Alev Alatlı: Erdoğan'ı eleştiren aydınlar ergen ve atarlı
Yazar Alev Alatlı, Cumhurbaşkanı Erdoğan'ı eleştirenleri "Bugünkü Türkiye'den mutsuz olan ve Erdoğan'ı eleştiren aydınlar atarlı ve ergendir. Durup dururken atar yapıyorsunuz" sözleriyle eleştirdi. Türkiye'ye yönelik yaptırım kararı alan ABD Başkanı Trump'ı Alev Alatlı, nükleer denizaltındaki delirmiş kaptana benzetti.
Yazar Alev Alatlı, Cumhurbaşkanı Erdoğan'ı eleştirenleri "Bugünkü Türkiye'den mutsuz olan ve Erdoğan'ı eleştiren aydınlar atarlı ve ergendir. Durup dururken atar yapıyorsunuz" sözleriyle eleştirdi. Türkiye'ye yönelik yaptırım kararı alan ABD Başkanı Trump'ı Alev Alatlı, nükleer denizaltındaki delirmiş kaptana benzetti.
Kapadokya Üniversitesi Mütevelli Heyeti Başkanı Alev Alatlı Habertürk'te Açık ve Net programında Kübra Par'ın sorularını yanıtladı.
ABD'ye bağımlı olmak tuhaf bir anlatım diyen Alatlı şöyle devam etti: "Her şey gibi sonu vardır. Sonuçlarından ders alınırsa bir şeyleri götürür. Hayır olacak tarafı yoktur. ABD'ye bağımlı olmak tuhaf bir anlatım. Kendi ayakları üzerinde duran bir ülke olmaya çalışmak lazım. Amerika Amerika olalı böyle başkan görmedi. Trump nükleer denizaltındaki delirmiş kaptan gibi."

● Kayıt listesi
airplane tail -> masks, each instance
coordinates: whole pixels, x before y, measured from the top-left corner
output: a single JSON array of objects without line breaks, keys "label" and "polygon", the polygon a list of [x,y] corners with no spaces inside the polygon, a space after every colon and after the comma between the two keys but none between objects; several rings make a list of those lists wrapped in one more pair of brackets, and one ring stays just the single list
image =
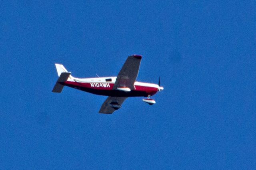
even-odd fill
[{"label": "airplane tail", "polygon": [[64,83],[69,79],[72,79],[74,77],[70,75],[71,73],[68,72],[62,64],[55,64],[55,66],[59,78],[52,91],[54,93],[61,93],[64,87],[64,85],[62,83]]}]

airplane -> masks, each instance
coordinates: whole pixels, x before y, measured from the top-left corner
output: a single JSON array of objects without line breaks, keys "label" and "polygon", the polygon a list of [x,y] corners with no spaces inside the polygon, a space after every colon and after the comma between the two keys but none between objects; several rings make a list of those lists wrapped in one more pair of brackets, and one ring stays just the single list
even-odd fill
[{"label": "airplane", "polygon": [[78,78],[71,75],[63,65],[55,64],[59,76],[52,91],[61,93],[64,86],[68,86],[91,93],[108,96],[103,103],[99,113],[112,114],[121,107],[129,97],[147,97],[142,101],[152,105],[156,101],[150,98],[158,91],[164,89],[158,84],[136,81],[140,65],[141,55],[129,56],[117,77]]}]

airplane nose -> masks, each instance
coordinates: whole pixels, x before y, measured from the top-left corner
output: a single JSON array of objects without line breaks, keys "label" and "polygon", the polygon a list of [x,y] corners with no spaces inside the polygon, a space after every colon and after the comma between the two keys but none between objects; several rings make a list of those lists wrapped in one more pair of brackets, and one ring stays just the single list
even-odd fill
[{"label": "airplane nose", "polygon": [[163,90],[164,89],[164,87],[158,87],[158,91],[160,91],[161,90]]}]

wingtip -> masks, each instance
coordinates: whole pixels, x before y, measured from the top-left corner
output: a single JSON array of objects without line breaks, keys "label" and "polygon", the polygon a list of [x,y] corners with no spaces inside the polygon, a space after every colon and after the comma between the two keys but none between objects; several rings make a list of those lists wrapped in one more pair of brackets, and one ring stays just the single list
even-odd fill
[{"label": "wingtip", "polygon": [[141,59],[142,58],[142,56],[141,55],[137,55],[136,54],[134,54],[134,55],[132,55],[132,56],[134,58],[137,58],[137,59]]}]

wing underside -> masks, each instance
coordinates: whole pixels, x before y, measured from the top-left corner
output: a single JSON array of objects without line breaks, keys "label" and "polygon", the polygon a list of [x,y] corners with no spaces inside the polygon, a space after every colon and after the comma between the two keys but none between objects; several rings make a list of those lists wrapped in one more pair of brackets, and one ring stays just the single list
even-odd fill
[{"label": "wing underside", "polygon": [[99,113],[113,113],[115,111],[121,108],[122,104],[126,98],[126,97],[109,96],[101,106]]}]

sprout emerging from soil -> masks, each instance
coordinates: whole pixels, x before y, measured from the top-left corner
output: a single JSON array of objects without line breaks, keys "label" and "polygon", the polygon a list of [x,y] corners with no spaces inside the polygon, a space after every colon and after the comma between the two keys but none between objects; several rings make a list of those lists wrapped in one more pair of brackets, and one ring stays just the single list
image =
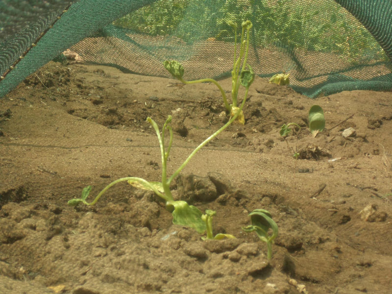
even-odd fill
[{"label": "sprout emerging from soil", "polygon": [[322,111],[322,108],[318,105],[312,106],[309,110],[308,119],[309,130],[313,137],[316,137],[325,127],[325,119],[324,117],[324,112]]},{"label": "sprout emerging from soil", "polygon": [[[189,205],[185,201],[174,200],[172,195],[172,192],[170,190],[170,185],[172,180],[185,167],[195,154],[211,140],[218,136],[235,121],[238,121],[243,124],[245,123],[245,120],[242,110],[246,100],[249,87],[254,80],[254,73],[252,70],[251,67],[246,64],[246,58],[249,49],[249,32],[251,27],[252,24],[250,22],[245,22],[243,23],[241,44],[240,49],[240,54],[238,58],[236,58],[236,53],[235,53],[234,69],[232,73],[233,82],[233,89],[232,90],[233,104],[232,105],[229,105],[228,104],[224,91],[218,82],[215,80],[206,78],[196,81],[186,81],[182,78],[184,74],[184,68],[179,62],[175,60],[167,60],[164,63],[165,68],[173,76],[186,84],[212,82],[217,85],[222,94],[225,106],[231,114],[230,120],[224,125],[197,146],[177,170],[171,176],[168,177],[167,173],[167,163],[173,143],[173,130],[170,125],[170,123],[172,122],[172,116],[169,115],[168,117],[162,127],[162,130],[159,129],[156,123],[152,119],[149,117],[147,118],[147,121],[151,124],[155,131],[161,150],[162,159],[162,177],[161,181],[160,182],[150,182],[142,178],[136,177],[121,178],[106,186],[98,194],[93,201],[90,203],[87,201],[87,197],[91,191],[91,186],[89,186],[83,189],[80,198],[70,200],[68,201],[68,204],[74,206],[76,206],[80,203],[83,203],[86,205],[94,205],[97,203],[97,201],[109,188],[120,182],[127,181],[129,184],[138,189],[152,191],[164,200],[166,203],[166,209],[172,213],[173,223],[193,228],[200,234],[203,234],[207,231],[207,238],[205,239],[221,239],[224,238],[234,238],[232,235],[223,234],[218,234],[215,237],[213,237],[212,222],[212,217],[215,215],[215,212],[207,210],[206,211],[206,214],[203,215],[198,208],[193,205]],[[236,28],[235,30],[236,31]],[[246,41],[244,40],[245,30],[246,32]],[[236,50],[236,37],[235,43]],[[244,60],[243,61],[242,68],[240,69],[240,66],[243,57],[244,57]],[[237,96],[240,84],[245,87],[245,96],[241,105],[239,106],[237,105]],[[169,143],[166,145],[165,138],[168,132],[169,133]]]},{"label": "sprout emerging from soil", "polygon": [[[249,21],[244,22],[242,23],[242,31],[241,32],[241,39],[240,42],[240,51],[237,56],[237,27],[232,22],[229,24],[234,29],[234,58],[233,62],[233,70],[231,72],[231,99],[232,103],[229,104],[227,102],[227,98],[222,87],[216,80],[212,78],[203,78],[193,81],[186,81],[182,77],[184,75],[184,68],[178,61],[176,60],[166,60],[163,65],[168,71],[175,78],[182,82],[184,84],[194,84],[196,83],[211,82],[214,83],[220,91],[222,95],[224,107],[227,112],[230,114],[230,117],[234,117],[237,111],[240,112],[237,117],[237,121],[240,123],[244,124],[245,119],[242,109],[240,110],[238,106],[238,91],[240,85],[245,87],[245,97],[243,101],[245,101],[248,94],[249,87],[254,80],[254,72],[251,66],[246,63],[249,51],[249,32],[252,28],[252,23]],[[246,35],[246,39],[245,36]],[[241,66],[242,65],[242,66]]]},{"label": "sprout emerging from soil", "polygon": [[[265,209],[255,209],[250,214],[252,224],[242,229],[247,233],[255,232],[257,236],[263,242],[267,243],[267,258],[270,259],[272,256],[272,244],[278,236],[278,226],[272,220],[271,214]],[[269,234],[271,229],[272,234]]]}]

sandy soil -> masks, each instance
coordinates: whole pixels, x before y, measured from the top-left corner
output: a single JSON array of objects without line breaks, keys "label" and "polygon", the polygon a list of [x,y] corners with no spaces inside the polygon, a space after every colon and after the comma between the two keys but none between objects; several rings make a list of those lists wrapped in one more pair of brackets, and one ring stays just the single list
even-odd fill
[{"label": "sandy soil", "polygon": [[[148,116],[159,126],[173,116],[175,171],[227,119],[213,84],[54,63],[26,78],[0,100],[0,293],[391,293],[392,93],[312,100],[257,78],[249,97],[245,124],[209,143],[173,185],[217,211],[215,233],[237,238],[203,241],[124,182],[94,206],[67,202],[89,185],[91,200],[118,178],[160,179]],[[313,138],[315,104],[327,129]],[[291,122],[301,128],[281,137]],[[279,227],[270,260],[242,229],[257,208]]]}]

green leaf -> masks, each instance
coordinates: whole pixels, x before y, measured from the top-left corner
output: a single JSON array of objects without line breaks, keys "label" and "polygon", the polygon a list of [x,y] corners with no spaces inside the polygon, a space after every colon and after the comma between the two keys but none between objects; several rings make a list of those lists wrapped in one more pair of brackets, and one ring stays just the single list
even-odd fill
[{"label": "green leaf", "polygon": [[[255,209],[250,214],[250,221],[255,228],[259,238],[265,238],[269,242],[272,242],[278,236],[278,226],[272,219],[271,214],[265,209]],[[272,234],[268,235],[268,230],[271,229]],[[263,240],[264,241],[264,240]]]},{"label": "green leaf", "polygon": [[322,132],[325,127],[325,119],[324,112],[318,105],[313,105],[309,110],[308,119],[309,121],[309,130],[315,136],[318,133]]},{"label": "green leaf", "polygon": [[216,240],[221,240],[224,239],[236,239],[235,237],[230,234],[217,234],[214,239]]},{"label": "green leaf", "polygon": [[289,85],[290,83],[290,74],[286,74],[285,73],[277,74],[272,75],[269,81],[270,83],[273,83],[279,86]]},{"label": "green leaf", "polygon": [[[158,191],[163,193],[163,186],[162,186],[162,183],[160,182],[148,182],[148,183]],[[138,189],[152,191],[153,192],[154,192],[154,190],[151,189],[151,187],[144,182],[141,182],[137,180],[129,180],[128,181],[128,183]]]},{"label": "green leaf", "polygon": [[279,133],[282,137],[286,137],[290,133],[290,132],[291,132],[291,129],[289,129],[286,123],[284,123],[282,126],[282,127],[280,128]]},{"label": "green leaf", "polygon": [[203,214],[198,208],[188,205],[185,201],[175,201],[168,204],[174,207],[173,223],[193,228],[200,234],[205,231],[205,222],[201,219]]},{"label": "green leaf", "polygon": [[175,60],[165,60],[163,66],[176,78],[181,79],[184,75],[184,67]]},{"label": "green leaf", "polygon": [[249,88],[254,80],[254,73],[250,65],[248,65],[247,66],[249,69],[241,72],[240,75],[241,85],[246,88]]},{"label": "green leaf", "polygon": [[91,191],[91,186],[88,186],[86,188],[84,188],[83,191],[82,191],[82,199],[85,200],[87,197],[89,196],[89,194],[90,194],[90,192]]}]

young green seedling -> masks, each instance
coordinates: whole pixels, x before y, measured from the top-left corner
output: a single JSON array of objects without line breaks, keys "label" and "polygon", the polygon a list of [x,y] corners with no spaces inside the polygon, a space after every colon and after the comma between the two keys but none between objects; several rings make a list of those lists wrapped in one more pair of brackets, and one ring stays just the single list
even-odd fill
[{"label": "young green seedling", "polygon": [[290,74],[286,74],[285,72],[283,74],[276,74],[272,75],[270,79],[270,83],[273,83],[279,86],[285,86],[290,83]]},{"label": "young green seedling", "polygon": [[[220,91],[224,107],[227,112],[230,114],[231,117],[234,117],[237,112],[239,112],[240,114],[237,117],[237,121],[242,124],[244,124],[245,123],[245,118],[242,112],[242,110],[240,110],[240,107],[238,105],[238,90],[241,84],[245,88],[244,99],[246,99],[249,87],[254,79],[254,73],[252,70],[252,68],[246,63],[249,51],[249,32],[252,28],[252,24],[250,21],[243,22],[242,24],[241,40],[240,43],[239,54],[238,57],[237,56],[237,25],[232,22],[230,22],[229,24],[234,28],[234,35],[235,36],[234,39],[234,58],[233,63],[233,70],[231,72],[231,99],[232,101],[231,104],[229,104],[224,91],[216,80],[212,78],[203,78],[193,81],[186,81],[182,77],[184,75],[184,68],[181,63],[176,60],[166,60],[164,62],[163,64],[165,68],[174,77],[184,84],[194,84],[195,83],[205,82],[213,83]],[[245,39],[245,32],[246,40]],[[242,67],[241,64],[242,64]]]},{"label": "young green seedling", "polygon": [[230,234],[217,234],[214,237],[214,234],[212,232],[212,218],[214,216],[217,214],[216,211],[207,209],[205,211],[205,214],[201,216],[201,219],[205,222],[205,226],[207,229],[207,237],[202,237],[201,239],[203,240],[221,240],[222,239],[235,239],[236,237],[230,235]]},{"label": "young green seedling", "polygon": [[[188,164],[189,161],[193,157],[195,154],[211,140],[218,136],[235,121],[239,120],[241,122],[243,122],[245,123],[242,110],[244,108],[244,106],[246,100],[249,87],[254,80],[254,73],[252,71],[251,68],[249,66],[247,66],[248,69],[245,69],[246,58],[247,55],[249,47],[249,30],[251,27],[251,23],[250,22],[244,22],[244,23],[243,23],[243,37],[242,38],[242,42],[245,29],[247,35],[247,39],[246,41],[244,41],[242,43],[240,57],[237,59],[236,63],[234,64],[235,68],[236,69],[236,73],[237,73],[236,76],[238,78],[236,80],[236,83],[238,81],[238,84],[241,84],[245,87],[245,97],[239,107],[237,106],[237,100],[235,100],[235,101],[233,100],[232,105],[230,106],[230,109],[228,109],[231,111],[231,116],[228,122],[197,146],[177,170],[176,170],[170,177],[168,177],[167,174],[167,163],[173,142],[173,130],[170,125],[170,122],[172,121],[172,116],[168,116],[168,119],[166,120],[166,121],[162,127],[162,131],[160,131],[156,123],[151,118],[147,118],[147,121],[151,123],[152,127],[155,131],[159,143],[162,159],[162,177],[161,181],[150,182],[144,179],[136,177],[121,178],[112,182],[106,186],[103,190],[97,195],[94,200],[90,203],[89,203],[87,201],[87,198],[91,191],[91,187],[89,186],[83,190],[82,196],[80,198],[70,200],[68,201],[68,204],[74,206],[80,203],[83,203],[86,205],[94,205],[97,203],[102,195],[111,187],[120,182],[126,181],[130,185],[138,189],[152,191],[158,196],[162,198],[165,201],[166,209],[172,213],[173,223],[192,227],[200,234],[202,234],[206,230],[207,230],[207,225],[206,224],[212,221],[212,215],[208,215],[208,214],[207,214],[207,219],[206,219],[206,217],[204,217],[204,219],[203,219],[202,218],[203,214],[197,207],[193,205],[189,205],[185,201],[174,201],[170,190],[170,184],[172,181],[178,175],[180,172],[185,167],[186,165]],[[244,60],[244,65],[243,66],[242,70],[241,71],[241,73],[240,73],[239,64],[241,63],[242,57],[244,55],[244,51],[245,51],[245,58]],[[187,82],[182,79],[182,76],[184,74],[184,68],[180,63],[177,61],[172,60],[166,61],[164,64],[165,67],[173,76],[185,83],[204,81],[212,81],[214,82],[216,85],[218,85],[218,87],[221,90],[221,93],[223,98],[223,101],[225,103],[225,106],[227,107],[227,105],[228,105],[227,103],[224,92],[215,80],[212,80],[212,79],[204,79],[197,81],[193,81],[192,82]],[[238,77],[239,75],[239,77]],[[236,83],[233,84],[233,87],[234,85],[237,85]],[[234,92],[238,93],[238,88],[236,88],[234,89]],[[232,93],[233,93],[233,91],[232,91]],[[169,144],[167,146],[165,144],[165,133],[167,132],[169,132]],[[208,218],[209,218],[209,219],[208,219]],[[206,220],[207,220],[207,222],[206,222]],[[212,227],[208,229],[210,230],[210,229],[212,230]],[[212,234],[212,231],[210,231],[210,233],[211,234]],[[218,234],[218,235],[219,235],[220,234]],[[207,236],[209,236],[209,235]],[[220,238],[220,237],[218,237],[218,239]]]},{"label": "young green seedling", "polygon": [[289,134],[290,133],[290,132],[292,131],[292,129],[293,128],[293,127],[290,127],[292,125],[296,126],[299,128],[301,128],[301,126],[297,123],[295,123],[295,122],[290,122],[287,125],[286,123],[284,123],[283,125],[282,126],[282,127],[280,128],[280,130],[279,131],[279,133],[282,137],[286,137],[288,135],[289,135]]},{"label": "young green seedling", "polygon": [[325,127],[325,119],[324,112],[318,105],[313,105],[309,110],[309,130],[313,137],[322,132]]},{"label": "young green seedling", "polygon": [[[242,229],[247,233],[256,232],[259,238],[267,243],[267,258],[270,259],[272,244],[278,236],[278,226],[272,220],[271,214],[265,209],[255,209],[248,215],[252,224]],[[269,234],[270,229],[272,230],[271,235]]]}]

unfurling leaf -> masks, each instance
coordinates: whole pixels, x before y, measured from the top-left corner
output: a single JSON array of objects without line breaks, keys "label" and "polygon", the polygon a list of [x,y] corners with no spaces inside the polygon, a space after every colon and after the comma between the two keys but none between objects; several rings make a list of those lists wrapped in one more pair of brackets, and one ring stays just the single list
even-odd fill
[{"label": "unfurling leaf", "polygon": [[309,110],[308,119],[309,130],[314,137],[319,132],[322,132],[325,127],[325,119],[324,112],[318,105],[313,105]]},{"label": "unfurling leaf", "polygon": [[199,234],[205,231],[205,222],[201,219],[203,214],[198,208],[189,205],[185,201],[171,202],[168,205],[174,207],[173,223],[193,228]]},{"label": "unfurling leaf", "polygon": [[[230,116],[232,118],[234,116],[238,111],[240,110],[240,107],[233,106],[231,107],[231,111],[230,113]],[[244,113],[241,110],[241,112],[238,114],[235,121],[238,122],[241,124],[245,124],[245,117],[244,116]]]},{"label": "unfurling leaf", "polygon": [[286,74],[286,73],[283,74],[274,74],[272,77],[270,79],[270,83],[273,83],[279,86],[285,86],[288,85],[290,83],[290,79],[289,77],[290,75],[290,74]]},{"label": "unfurling leaf", "polygon": [[230,234],[217,234],[214,239],[215,240],[221,240],[224,239],[237,239],[235,237]]},{"label": "unfurling leaf", "polygon": [[181,79],[184,75],[184,67],[175,60],[165,60],[163,66],[176,78]]},{"label": "unfurling leaf", "polygon": [[254,73],[250,65],[248,65],[248,67],[249,69],[241,72],[240,76],[241,85],[246,88],[248,88],[254,80]]},{"label": "unfurling leaf", "polygon": [[[163,187],[162,186],[162,183],[160,182],[148,182],[148,183],[158,191],[163,193]],[[128,181],[128,183],[138,189],[154,192],[154,189],[148,186],[147,183],[144,182],[141,182],[137,180],[129,180]]]},{"label": "unfurling leaf", "polygon": [[[271,214],[265,209],[255,209],[250,214],[251,225],[242,228],[245,232],[249,233],[255,232],[259,239],[267,243],[267,258],[272,257],[272,245],[273,240],[278,236],[278,226],[272,219]],[[272,230],[272,234],[269,233],[269,230]]]}]

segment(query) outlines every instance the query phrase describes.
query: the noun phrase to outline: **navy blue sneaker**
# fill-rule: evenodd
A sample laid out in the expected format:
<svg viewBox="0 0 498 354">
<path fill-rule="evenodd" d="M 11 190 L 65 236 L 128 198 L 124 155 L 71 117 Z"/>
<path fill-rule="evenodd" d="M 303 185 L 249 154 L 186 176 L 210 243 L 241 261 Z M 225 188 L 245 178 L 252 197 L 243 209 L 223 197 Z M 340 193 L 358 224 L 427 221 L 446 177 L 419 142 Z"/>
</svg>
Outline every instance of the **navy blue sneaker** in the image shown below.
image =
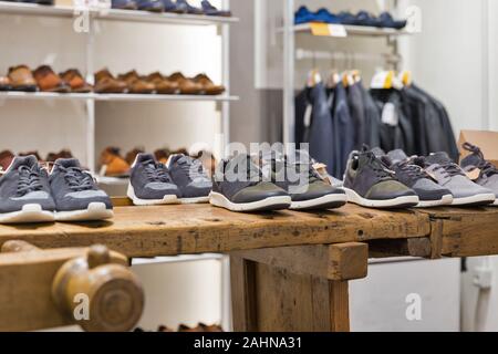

● Yönerge 1
Alev Alatlı haberinde adı geçen kişileri sıralayın.
● Yönerge 2
Aşağıdaki ifadelerin Alev Alatlı haberiyle uyuşup uyuşmadığını belirtin. Her biri için "evet" ya da "hayır" deyin ve karara dayanak olan sözleri haberden aynen aktarın.
(a) Alatlı, Kapadokya Üniversitesi Mütevelli Heyeti Başkanıdır.
(b) Alatlı'ya göre ülkenin ABD'ye bağımlı kalması gerekir.
(c) Alatlı, Kübra Par'ın sorularını Habertürk'teki Açık ve Net programında yanıtladı.
● Yönerge 3
Alev Alatlı haberinin devamını yazın.

● Yanıt 1
- Alev Alatlı
- Erdoğan
- Trump
- Kübra Par

● Yanıt 2
(a) Evet: "Kapadokya Üniversitesi Mütevelli Heyeti Başkanı Alev Alatlı"
(b) Hayır: "Kendi ayakları üzerinde duran bir ülke olmaya çalışmak lazım."
(c) Evet: "Habertürk'te Açık ve Net programında Kübra Par'ın sorularını yanıtladı."

● Yanıt 3
"Erdoğan değil de başka bir lider olsaydı yine aynı şeyler olurdu" diyen Alatlı, "Seçimin koşulları aynı olacaktı, hedef Türkiye. Kim bu oyu alabilirdi ki. Bu söylem ile alınabilecek bir oydu. Onu aldı" ifadesini kullandı.
Alatlı, "Erdoğan'a oy veren yüzde 52'nin saklı korkuları, arzuları ve niyetleri var. Korkusu ekonomik. İtilip kakılma korkusu var. İsmet İnönü devrinde köylünün Ankara'ya girmesi yasaktı. Böyle bir yerden geldiğinizi düşünün.Bir taraftan gurur var." dedi.
Erdoğan'ı eleştiren aydınlara "ergen buluyorum" diyen Alatlı şöyle konuştu:
"En mutsuz zamanımdayım türü yaklaşımları yakıştırmıyorum. Geline oyna demişler, yerim dar demiş. Ergen ve atarlı bir tavır olarak görüyorum. Durup dururken atar yapıyorsunuz."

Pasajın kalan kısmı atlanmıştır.